**REQUEST 1**
Name each metric that the accuracy measures text gives under "The most commonly used metrics are:".

**SOURCE TEXT**
┏━━

## MACHINE LEARNING DAY - 9 : Accuracy Measures Basics

### Accuracy Measures in Regression Models

In regression, we measure **how close the predicted values are to the actual (true) values**. Unlike classification (where accuracy is a percentage of correct predictions), regression accuracy is measured using **error-based metrics**.

The most commonly used metrics are:

1. **MAE (Mean Absolute Error)**
2. **MSE (Mean Squared Error)**
3. **RMSE (Root Mean Squared Error)**
4. **R² Score (Coefficient of Determination)**

---

### 1. **MAE – Mean Absolute Error**

**Definition**: The average of the absolute differences between predicted and actual values.

**Formula**:

$$
\text{MAE} = \frac{1}{n} \sum_{i=1}^{n} |y_i - \hat{y}_i|
$$

* $y_i$ = actual value
* $\hat{y}_i$ = predicted value
* $n$ = number of data points

**Interpretation**:

* MAE gives equal weight to all errors.
* It tells you the **average magnitude of the errors**, in the same units as the target variable.
* Less sensitive to outliers than MSE.

**Example**: If MAE = 5, it means your predictions are off by 5 units on average.

---

### 2. **MSE – Mean Squared Error**

**Definition**: The average of the **squared** differences between predicted and actual values.

**Formula**:

$$
\text{MSE} = \frac{1}{n} \sum_{i=1}^{n} (y_i - \hat{y}_i)^2
$$

**Interpretation**:

* Squaring penalizes **larger errors more heavily**.
* Good if large errors are especially bad in your application.
* More sensitive to outliers than MAE.

**Units**: The square of the target variable’s units (e.g., if the target is in dollars, MSE is in dollars²).

---

### 3. **RMSE – Root Mean Squared Error** (Optional, but commonly used)

**Definition**: The square root of MSE.

$$
\text{RMSE} = \sqrt{\text{MSE}}
$$

**Interpretation**: It brings the error back to the same units as the target. Useful for interpreting error size in the context of the original data.

---

### 4. **R² Score – Coefficient of Determination**

**Definition**: Measures how well the regression predictions approximate the actual data. It tells you the **proportion of variance** in the dependent variable that is predictable from the independent variables.

**Formula**:

$$
R^2 = 1 - \frac{\sum_{i=1}^{n} (y_i - \hat{y}_i)^2}{\sum_{i=1}^{n} (y_i - \bar{y})^2}
$$

* $\bar{y}$ is the mean of the actual values.

**Interpretation**:

* R² = 1: Perfect fit (all points lie on the prediction line).
* R² = 0: Model predicts no better than the mean.
* R² < 0: Model is worse than using the mean.

**Important**:

* High R² doesn’t always mean a good model — you must also check for overfitting and residuals.

---

### When to Use What

| Metric   | Use Case                                                              |
| -------- | --------------------------------------------------------------------- |
| MAE      | When you want a **robust** metric less affected by outliers           |
| MSE      | When you want to **penalize large errors** more                       |
| RMSE     | When you want error in **original units**, penalizing large errors    |
| R² Score | When you want to know **how much variance** is explained by the model |

┗━━

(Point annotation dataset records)
┏━━

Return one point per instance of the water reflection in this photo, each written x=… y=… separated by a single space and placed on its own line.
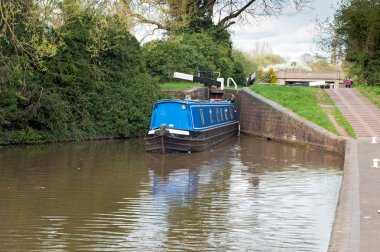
x=245 y=194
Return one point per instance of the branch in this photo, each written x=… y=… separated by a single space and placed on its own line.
x=148 y=21
x=234 y=14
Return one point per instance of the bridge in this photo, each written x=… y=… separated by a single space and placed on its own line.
x=299 y=77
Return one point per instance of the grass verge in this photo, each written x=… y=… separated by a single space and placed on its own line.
x=307 y=102
x=180 y=85
x=372 y=93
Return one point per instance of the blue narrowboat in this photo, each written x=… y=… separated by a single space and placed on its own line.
x=190 y=126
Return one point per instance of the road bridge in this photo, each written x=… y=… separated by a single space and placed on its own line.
x=291 y=77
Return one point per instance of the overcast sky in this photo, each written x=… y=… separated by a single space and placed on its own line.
x=289 y=35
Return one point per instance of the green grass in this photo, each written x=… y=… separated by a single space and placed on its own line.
x=372 y=93
x=306 y=101
x=180 y=85
x=342 y=121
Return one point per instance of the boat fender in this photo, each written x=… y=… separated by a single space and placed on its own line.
x=162 y=131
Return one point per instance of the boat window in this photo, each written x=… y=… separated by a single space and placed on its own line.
x=217 y=115
x=202 y=116
x=226 y=113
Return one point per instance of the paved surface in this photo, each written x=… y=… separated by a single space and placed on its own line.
x=363 y=116
x=365 y=119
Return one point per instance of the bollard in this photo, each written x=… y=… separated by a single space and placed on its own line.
x=376 y=162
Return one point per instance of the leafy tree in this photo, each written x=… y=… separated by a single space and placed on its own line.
x=84 y=77
x=170 y=15
x=190 y=53
x=355 y=33
x=248 y=64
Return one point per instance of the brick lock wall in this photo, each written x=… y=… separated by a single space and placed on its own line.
x=262 y=117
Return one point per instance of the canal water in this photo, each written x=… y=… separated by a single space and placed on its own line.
x=245 y=194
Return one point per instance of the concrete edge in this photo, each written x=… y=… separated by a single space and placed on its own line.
x=345 y=235
x=291 y=114
x=295 y=142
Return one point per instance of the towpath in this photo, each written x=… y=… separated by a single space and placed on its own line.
x=364 y=117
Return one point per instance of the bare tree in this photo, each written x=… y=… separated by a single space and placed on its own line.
x=170 y=14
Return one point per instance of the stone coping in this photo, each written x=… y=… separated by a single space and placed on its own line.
x=345 y=235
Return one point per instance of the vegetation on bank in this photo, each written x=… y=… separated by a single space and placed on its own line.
x=371 y=92
x=70 y=70
x=180 y=85
x=306 y=102
x=82 y=78
x=354 y=36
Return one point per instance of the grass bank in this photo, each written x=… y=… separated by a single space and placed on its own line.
x=312 y=104
x=180 y=85
x=371 y=92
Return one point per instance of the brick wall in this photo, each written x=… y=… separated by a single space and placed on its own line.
x=262 y=117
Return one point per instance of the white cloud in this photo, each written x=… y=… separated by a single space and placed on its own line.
x=289 y=35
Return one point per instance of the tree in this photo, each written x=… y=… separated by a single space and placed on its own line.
x=355 y=36
x=170 y=15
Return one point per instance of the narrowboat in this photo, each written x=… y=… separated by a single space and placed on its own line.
x=190 y=126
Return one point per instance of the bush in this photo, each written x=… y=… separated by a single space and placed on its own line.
x=190 y=53
x=94 y=85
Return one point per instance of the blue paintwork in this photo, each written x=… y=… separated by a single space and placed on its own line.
x=171 y=113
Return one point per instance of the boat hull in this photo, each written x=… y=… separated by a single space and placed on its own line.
x=164 y=142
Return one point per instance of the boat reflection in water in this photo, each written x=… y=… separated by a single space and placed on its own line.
x=247 y=194
x=243 y=194
x=177 y=177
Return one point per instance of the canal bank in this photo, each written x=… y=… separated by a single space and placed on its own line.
x=356 y=225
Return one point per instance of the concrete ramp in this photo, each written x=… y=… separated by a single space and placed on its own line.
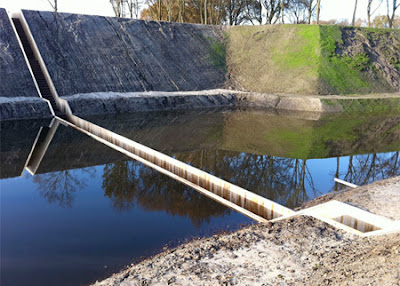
x=19 y=97
x=86 y=54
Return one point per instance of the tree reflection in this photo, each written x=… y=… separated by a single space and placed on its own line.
x=59 y=187
x=129 y=183
x=365 y=169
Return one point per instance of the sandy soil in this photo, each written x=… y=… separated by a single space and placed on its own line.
x=299 y=251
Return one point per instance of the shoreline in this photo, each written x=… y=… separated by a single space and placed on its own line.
x=103 y=103
x=297 y=251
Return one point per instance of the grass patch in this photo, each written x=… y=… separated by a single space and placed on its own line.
x=217 y=53
x=301 y=53
x=340 y=74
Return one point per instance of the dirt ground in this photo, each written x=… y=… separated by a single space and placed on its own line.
x=298 y=251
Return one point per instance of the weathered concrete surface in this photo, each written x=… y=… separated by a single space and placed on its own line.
x=18 y=95
x=109 y=103
x=86 y=54
x=23 y=108
x=16 y=141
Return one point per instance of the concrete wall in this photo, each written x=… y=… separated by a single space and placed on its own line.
x=86 y=54
x=18 y=95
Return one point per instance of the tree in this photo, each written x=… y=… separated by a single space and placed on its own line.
x=318 y=9
x=392 y=17
x=354 y=14
x=382 y=22
x=370 y=12
x=301 y=11
x=126 y=8
x=253 y=12
x=272 y=10
x=53 y=5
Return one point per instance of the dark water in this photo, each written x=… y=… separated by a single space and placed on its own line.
x=89 y=210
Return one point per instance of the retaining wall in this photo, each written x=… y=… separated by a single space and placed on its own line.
x=18 y=95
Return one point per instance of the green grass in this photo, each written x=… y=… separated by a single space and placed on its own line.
x=307 y=59
x=340 y=74
x=217 y=53
x=302 y=52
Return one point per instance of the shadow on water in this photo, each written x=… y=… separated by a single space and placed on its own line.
x=89 y=206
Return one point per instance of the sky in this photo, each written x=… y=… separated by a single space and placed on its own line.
x=330 y=9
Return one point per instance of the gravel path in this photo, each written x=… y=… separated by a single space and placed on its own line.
x=298 y=251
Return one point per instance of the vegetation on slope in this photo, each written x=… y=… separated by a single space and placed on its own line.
x=304 y=59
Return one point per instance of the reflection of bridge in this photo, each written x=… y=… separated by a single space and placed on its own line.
x=239 y=199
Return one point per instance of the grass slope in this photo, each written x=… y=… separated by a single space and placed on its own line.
x=311 y=59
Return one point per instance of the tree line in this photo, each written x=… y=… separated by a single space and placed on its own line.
x=253 y=12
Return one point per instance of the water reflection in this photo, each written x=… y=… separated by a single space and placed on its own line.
x=130 y=183
x=59 y=187
x=104 y=205
x=365 y=169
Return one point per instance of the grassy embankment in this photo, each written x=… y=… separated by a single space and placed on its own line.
x=310 y=59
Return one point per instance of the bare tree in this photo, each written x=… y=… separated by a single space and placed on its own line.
x=54 y=5
x=369 y=10
x=391 y=18
x=354 y=14
x=318 y=9
x=272 y=10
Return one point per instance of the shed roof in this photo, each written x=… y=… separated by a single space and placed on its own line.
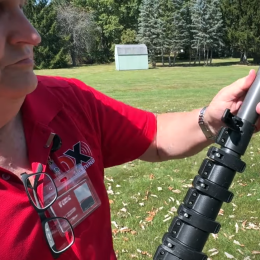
x=131 y=49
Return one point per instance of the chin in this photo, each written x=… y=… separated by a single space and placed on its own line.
x=18 y=86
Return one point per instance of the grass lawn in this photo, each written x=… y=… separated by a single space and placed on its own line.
x=144 y=196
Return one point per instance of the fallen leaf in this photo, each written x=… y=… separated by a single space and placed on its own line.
x=229 y=256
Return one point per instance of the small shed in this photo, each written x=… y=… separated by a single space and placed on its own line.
x=131 y=57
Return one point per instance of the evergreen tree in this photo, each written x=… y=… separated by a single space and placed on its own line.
x=216 y=27
x=181 y=34
x=149 y=27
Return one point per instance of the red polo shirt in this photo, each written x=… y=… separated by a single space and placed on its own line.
x=108 y=132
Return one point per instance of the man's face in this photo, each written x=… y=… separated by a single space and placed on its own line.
x=17 y=39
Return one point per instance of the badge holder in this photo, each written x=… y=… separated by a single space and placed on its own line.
x=77 y=197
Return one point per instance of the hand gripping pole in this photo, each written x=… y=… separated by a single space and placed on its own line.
x=189 y=231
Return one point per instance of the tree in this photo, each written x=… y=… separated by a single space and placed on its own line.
x=52 y=52
x=181 y=24
x=242 y=20
x=151 y=28
x=216 y=27
x=80 y=27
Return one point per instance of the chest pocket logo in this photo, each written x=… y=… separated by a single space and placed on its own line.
x=79 y=154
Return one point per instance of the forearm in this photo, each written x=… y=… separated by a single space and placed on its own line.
x=179 y=135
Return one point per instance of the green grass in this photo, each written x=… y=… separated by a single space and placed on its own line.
x=135 y=184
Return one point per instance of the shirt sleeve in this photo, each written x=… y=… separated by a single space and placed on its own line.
x=125 y=132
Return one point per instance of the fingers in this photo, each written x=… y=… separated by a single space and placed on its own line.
x=239 y=87
x=258 y=108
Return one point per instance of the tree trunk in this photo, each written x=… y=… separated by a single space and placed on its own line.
x=73 y=57
x=170 y=60
x=162 y=58
x=207 y=57
x=243 y=57
x=190 y=51
x=256 y=57
x=204 y=54
x=211 y=54
x=197 y=55
x=153 y=60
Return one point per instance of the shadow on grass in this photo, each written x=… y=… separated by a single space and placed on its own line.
x=216 y=64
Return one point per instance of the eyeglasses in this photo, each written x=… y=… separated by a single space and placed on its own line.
x=42 y=193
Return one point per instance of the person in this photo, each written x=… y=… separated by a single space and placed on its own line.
x=93 y=130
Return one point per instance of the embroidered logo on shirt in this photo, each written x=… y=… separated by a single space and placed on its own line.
x=80 y=153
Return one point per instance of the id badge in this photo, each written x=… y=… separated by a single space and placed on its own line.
x=77 y=197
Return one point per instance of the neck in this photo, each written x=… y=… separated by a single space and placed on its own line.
x=9 y=109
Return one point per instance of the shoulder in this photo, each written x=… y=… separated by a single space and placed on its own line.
x=60 y=82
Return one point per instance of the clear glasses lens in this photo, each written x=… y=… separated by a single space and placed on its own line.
x=42 y=190
x=59 y=234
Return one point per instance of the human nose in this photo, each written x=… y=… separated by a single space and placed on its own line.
x=23 y=32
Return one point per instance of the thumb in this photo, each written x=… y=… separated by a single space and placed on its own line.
x=238 y=88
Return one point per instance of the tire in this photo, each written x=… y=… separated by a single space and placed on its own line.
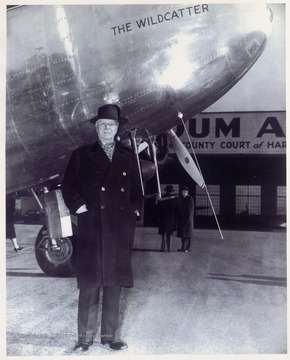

┗━━

**REQUEST 2**
In the listing, begin at the line that has "Return one point per instance of the id" and stop at the end of the listing. Replace "photo" with "image" in those lines, keep everything else the same, and leave the pictures out.

**FINAL RESULT 1**
MAE (Mean Absolute Error)
MSE (Mean Squared Error)
RMSE (Root Mean Squared Error)
R² Score (Coefficient of Determination)

**FINAL RESULT 2**
Return one point per instance of the id badge in this image, each written x=… y=… separated by a single space and placed on its own line.
x=77 y=197
Return one point per instance of the neck in this image, each written x=… y=… separated by a single space and placed on its own line.
x=9 y=109
Return one point per instance of the shoulder in this image, each written x=… y=… separated by a single space and placed on its own line.
x=60 y=82
Return one point per instance of the clear glasses lens in this image, each written x=… y=… separated by a single space and placed on its own line.
x=42 y=190
x=59 y=234
Return one point per instance of the human nose in this image, each written x=… y=… separated by a single space and placed on its own line.
x=23 y=32
Return one point per instance of the thumb in this image, each written x=… y=… separated by a single space and placed on its own line.
x=238 y=88
Return one point per instance of the tire in this image, each written x=… y=… separated by a single space and placed on its own line.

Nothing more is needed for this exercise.